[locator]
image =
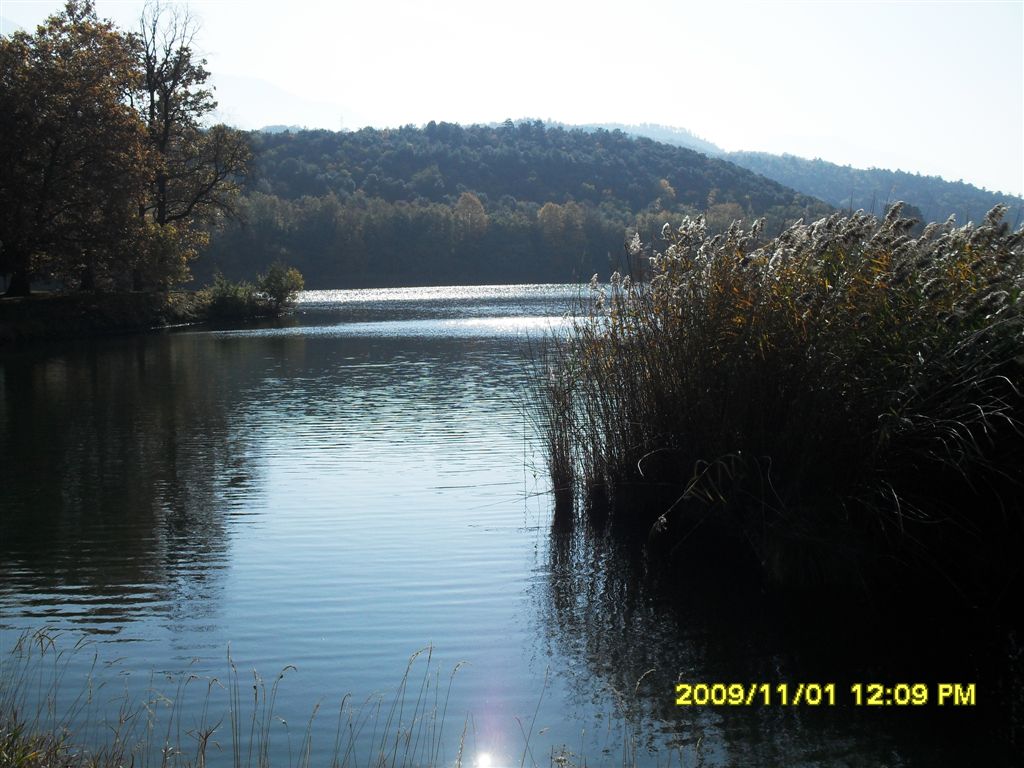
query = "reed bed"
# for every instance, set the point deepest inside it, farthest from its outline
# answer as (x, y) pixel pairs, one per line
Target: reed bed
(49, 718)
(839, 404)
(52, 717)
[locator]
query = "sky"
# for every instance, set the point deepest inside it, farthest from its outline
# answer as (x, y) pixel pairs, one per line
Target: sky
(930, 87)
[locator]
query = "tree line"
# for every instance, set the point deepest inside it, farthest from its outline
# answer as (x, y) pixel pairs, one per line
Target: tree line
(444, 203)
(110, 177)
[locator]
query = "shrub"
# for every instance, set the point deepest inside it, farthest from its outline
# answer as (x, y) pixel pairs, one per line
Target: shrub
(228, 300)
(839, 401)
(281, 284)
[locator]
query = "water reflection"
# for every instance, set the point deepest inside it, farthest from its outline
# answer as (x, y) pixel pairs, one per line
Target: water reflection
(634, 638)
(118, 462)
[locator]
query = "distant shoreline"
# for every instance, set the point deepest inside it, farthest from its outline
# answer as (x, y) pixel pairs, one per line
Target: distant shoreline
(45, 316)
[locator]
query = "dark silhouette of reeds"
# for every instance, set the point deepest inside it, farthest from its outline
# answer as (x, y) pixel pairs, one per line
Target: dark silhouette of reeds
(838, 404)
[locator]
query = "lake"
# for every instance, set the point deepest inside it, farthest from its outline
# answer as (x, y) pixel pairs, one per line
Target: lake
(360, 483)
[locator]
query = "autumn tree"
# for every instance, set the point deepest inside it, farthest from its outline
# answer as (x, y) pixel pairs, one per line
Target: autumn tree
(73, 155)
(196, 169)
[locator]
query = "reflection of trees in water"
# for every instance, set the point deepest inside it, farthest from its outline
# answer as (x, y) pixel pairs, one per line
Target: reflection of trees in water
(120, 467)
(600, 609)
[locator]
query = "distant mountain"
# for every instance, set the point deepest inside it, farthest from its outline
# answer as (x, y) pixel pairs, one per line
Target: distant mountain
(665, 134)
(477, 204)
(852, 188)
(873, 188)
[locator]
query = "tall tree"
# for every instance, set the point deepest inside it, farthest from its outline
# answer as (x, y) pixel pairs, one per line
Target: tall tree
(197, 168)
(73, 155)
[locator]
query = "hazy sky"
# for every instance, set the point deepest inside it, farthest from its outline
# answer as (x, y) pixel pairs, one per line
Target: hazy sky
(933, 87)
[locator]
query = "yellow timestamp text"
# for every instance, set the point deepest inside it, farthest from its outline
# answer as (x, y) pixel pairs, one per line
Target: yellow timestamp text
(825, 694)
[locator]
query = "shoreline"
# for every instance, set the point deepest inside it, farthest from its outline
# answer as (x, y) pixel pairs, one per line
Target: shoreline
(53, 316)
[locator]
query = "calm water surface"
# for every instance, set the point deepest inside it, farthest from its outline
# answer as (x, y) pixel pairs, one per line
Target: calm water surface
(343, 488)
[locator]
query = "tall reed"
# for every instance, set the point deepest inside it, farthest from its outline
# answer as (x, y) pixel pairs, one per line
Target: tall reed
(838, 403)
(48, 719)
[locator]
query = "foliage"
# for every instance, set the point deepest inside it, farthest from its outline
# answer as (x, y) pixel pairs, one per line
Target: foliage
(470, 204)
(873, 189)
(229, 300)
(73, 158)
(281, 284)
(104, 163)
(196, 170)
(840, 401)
-=-=-
TO DO:
Copy out all of the material exactly as written, without its pictures.

OUTPUT BELOW:
[locator]
image =
query = "reed bed"
# for every instance, set the point deepest inside it, farthest from its outline
# answer as (x, y) pixel pairs, one per line
Target: reed bed
(49, 718)
(839, 404)
(52, 717)
[locator]
query = "sky"
# for every instance, set the point deepest inside it, farthest from its outline
# answer as (x, y) pixel pairs, one per line
Target: sky
(930, 87)
[locator]
query = "tree line"
# for every instance, set the point deepest inside it, farthest from its outline
# answer as (x, y) pixel pairs, one per line
Target: tree line
(444, 203)
(110, 177)
[locator]
query = "shrub"
# for every instance, set the point deepest inside it, farthest from its outline
# answer as (x, y) pixel pairs, one per line
Target: shrub
(228, 300)
(839, 401)
(281, 284)
[locator]
query = "water reflection"
# for every instance, set the point deepest inside it, farthest from its outline
# answer as (x, y) pixel pairs, one per line
Target: water reflection
(634, 638)
(118, 462)
[locator]
query = "distant shoreline"
# for every instance, set the point deepest inside it, farthest from its outline
# answer as (x, y) pixel pairs, one per line
Target: distant shoreline
(45, 316)
[locator]
query = "dark silhouette of reeds"
# for every instance, set the point deepest inside it, farthest from its outline
# answer as (x, y) pixel pairs, one per line
Target: dark silhouette of reeds
(838, 404)
[locator]
query = "lake"
# for every instance, set the point deepest inside it, farthest from its outline
# answer as (x, y) pixel pairs, one per line
Target: lake
(360, 483)
[locator]
query = "autumn tree"
# for every instance, set the point deepest inside it, farthest from its outline
# answer as (x, y) pixel pairs, one per line
Target: autumn tree
(73, 155)
(196, 169)
[locator]
query = "reflection of trees in water"
# for every instance, set the point deepest inside it, farthest from its outline
# answer as (x, y) pixel pairs, one per line
Target: reflection of trees in water
(120, 467)
(600, 609)
[locator]
query = "distant mountain"
# for every instance, set the point deepest inside it, farthest from its outline
# answer as (x, y) pixel pairs, one per line
Target: distant mountain
(665, 134)
(477, 204)
(852, 188)
(873, 188)
[locator]
query = "tall tree"
# for every instance, set the point deepest inside it, farthest from its outline
# answer as (x, y) pixel pairs, one per line
Target: tall tree
(197, 168)
(73, 155)
[locator]
query = "hazy sky"
# for every instance, set the point deepest inside it, farthest from its outline
# answer as (x, y) pixel pairs, one per line
Target: hazy sky
(933, 87)
[locator]
query = "yellow timestamp text"
# for every instance, set the point deepest inside it, farthest from its outline
# answer as (x, y) pixel pairs, one per line
Target: yellow timestamp text
(825, 694)
[locator]
query = "shoreline"
# for every instance, set the point deepest inside it, farthest from its outline
# answer as (x, y) pixel pairs, one per line
Target: shoreline
(53, 316)
[locator]
query = "calm water surface"
# for every instance, set the point deepest inside it, farthest from its outline
# answer as (x, y) pixel pairs, one per line
Target: calm water surface
(343, 488)
[locator]
query = "tall reed"
# for every instance, set the point deepest inside it, farthest from its outline
# answer as (x, y) pixel pairs, one per line
Target: tall reed
(838, 403)
(48, 719)
[locator]
query = "foliage"
# for every instance, set the point deepest inside it, farthest from its outline
# answer as (x, y) pixel pairs, one per line
Target: foliage
(470, 204)
(873, 189)
(229, 300)
(73, 158)
(281, 284)
(104, 163)
(196, 170)
(840, 401)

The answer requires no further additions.